===== PROVIDED RECORDS

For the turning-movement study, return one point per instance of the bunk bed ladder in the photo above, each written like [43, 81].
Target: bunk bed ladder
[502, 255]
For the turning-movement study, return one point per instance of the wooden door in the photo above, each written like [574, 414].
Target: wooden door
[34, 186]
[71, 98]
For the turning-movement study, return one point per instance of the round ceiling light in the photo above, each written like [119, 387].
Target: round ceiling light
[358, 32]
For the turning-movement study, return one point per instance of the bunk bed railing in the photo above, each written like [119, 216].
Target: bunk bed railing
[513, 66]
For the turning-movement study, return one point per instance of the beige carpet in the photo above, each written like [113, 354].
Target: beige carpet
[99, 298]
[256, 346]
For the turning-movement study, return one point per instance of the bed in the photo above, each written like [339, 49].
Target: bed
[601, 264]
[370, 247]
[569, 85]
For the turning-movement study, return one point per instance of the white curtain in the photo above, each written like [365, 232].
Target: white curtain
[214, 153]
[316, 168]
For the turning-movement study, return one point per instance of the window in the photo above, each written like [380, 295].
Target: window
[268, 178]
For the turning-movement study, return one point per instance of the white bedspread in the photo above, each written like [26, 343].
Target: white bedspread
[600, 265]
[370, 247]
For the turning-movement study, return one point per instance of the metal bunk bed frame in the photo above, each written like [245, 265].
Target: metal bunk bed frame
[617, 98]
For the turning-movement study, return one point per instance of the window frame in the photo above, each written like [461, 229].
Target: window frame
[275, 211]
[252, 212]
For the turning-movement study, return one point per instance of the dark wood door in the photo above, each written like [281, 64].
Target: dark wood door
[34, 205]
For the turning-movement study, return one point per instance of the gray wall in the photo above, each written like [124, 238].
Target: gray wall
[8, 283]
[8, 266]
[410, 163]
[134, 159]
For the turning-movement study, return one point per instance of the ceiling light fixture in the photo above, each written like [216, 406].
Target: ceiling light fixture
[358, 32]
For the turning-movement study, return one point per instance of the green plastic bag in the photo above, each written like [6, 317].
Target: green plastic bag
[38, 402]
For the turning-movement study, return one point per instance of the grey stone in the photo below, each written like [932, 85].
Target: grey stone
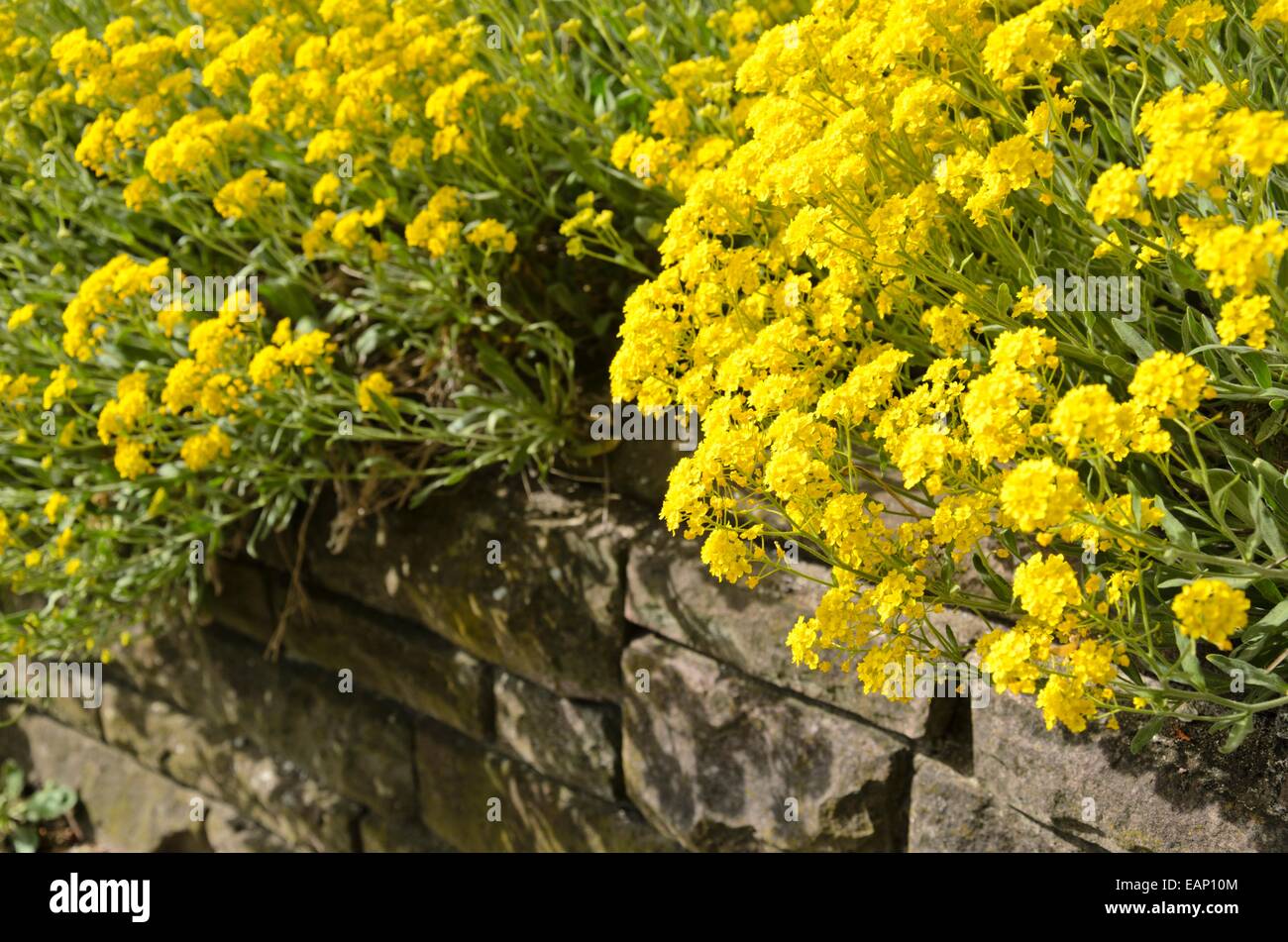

==========

Repeat all of the records above verbatim, leaving out the pictures.

For the turning-movement study, return one point per instance of the bunk bed ladder in the photo above, each written like [43, 81].
Target: bunk bed ladder
[502, 255]
For the turning-movement study, return one point per instance of the wooden door in the photo above, each written like [574, 414].
Target: wooden door
[34, 186]
[71, 98]
For the turning-movement study, return one point per instance of the round ceiling light in the photo above, each written like [119, 387].
Target: round ceiling light
[358, 32]
For the turning-movement study, return one point per instance of the bunk bed railing in the photo above, each written like [119, 216].
Target: bunk bed railing
[513, 66]
For the turning-movement study, return one point per instance of the beige carpet in the photo above, each written like [113, 354].
Target: beige carpet
[99, 298]
[256, 346]
For the turning-movement study, return one point per instance of the bed in the photo above, each written like [339, 49].
Target: bed
[601, 264]
[370, 247]
[569, 85]
For the turning-movement study, return one point per instance of the white curtain in the photo above, each written like [365, 232].
Target: white curtain
[214, 153]
[316, 168]
For the turning-movement study, return one point per instance of the window in the photo above, each written like [380, 295].
Target: window
[268, 178]
For the turning-movement study, return one point per instance of the white bedspread in the photo above, each written like [26, 343].
Target: white bedspread
[600, 265]
[370, 247]
For the turning-movement study, return one point per instance of the metal bunk bed frame in the photo above, each written like [245, 265].
Target: metal bunk bed frame
[617, 98]
For the turning-movement study, return one point per instance of the window frame in the photo above, each written like [461, 229].
Target: window frame
[275, 211]
[252, 212]
For the turning-movement study, return one point per instance of the dark wood door in the photo above, each written like [281, 64].
Target: dark wood door
[34, 205]
For the turning-movement study, return one point per instance of the gray wall in the photo above, each written like [124, 238].
Target: gray wall
[8, 283]
[8, 266]
[410, 163]
[134, 159]
For the turning-movement study, return one point per instance of the ceiling light fixture in the photo above, each written like [216, 406].
Target: ceiling light fixture
[358, 32]
For the turning-movement study, return one point per instance of the green plastic bag in the photo above, each written like [6, 317].
Target: green plastic bag
[38, 402]
For the turning-movement study, return one point per instance of the grey stone in the photo below, each written like [932, 85].
Target: grey stone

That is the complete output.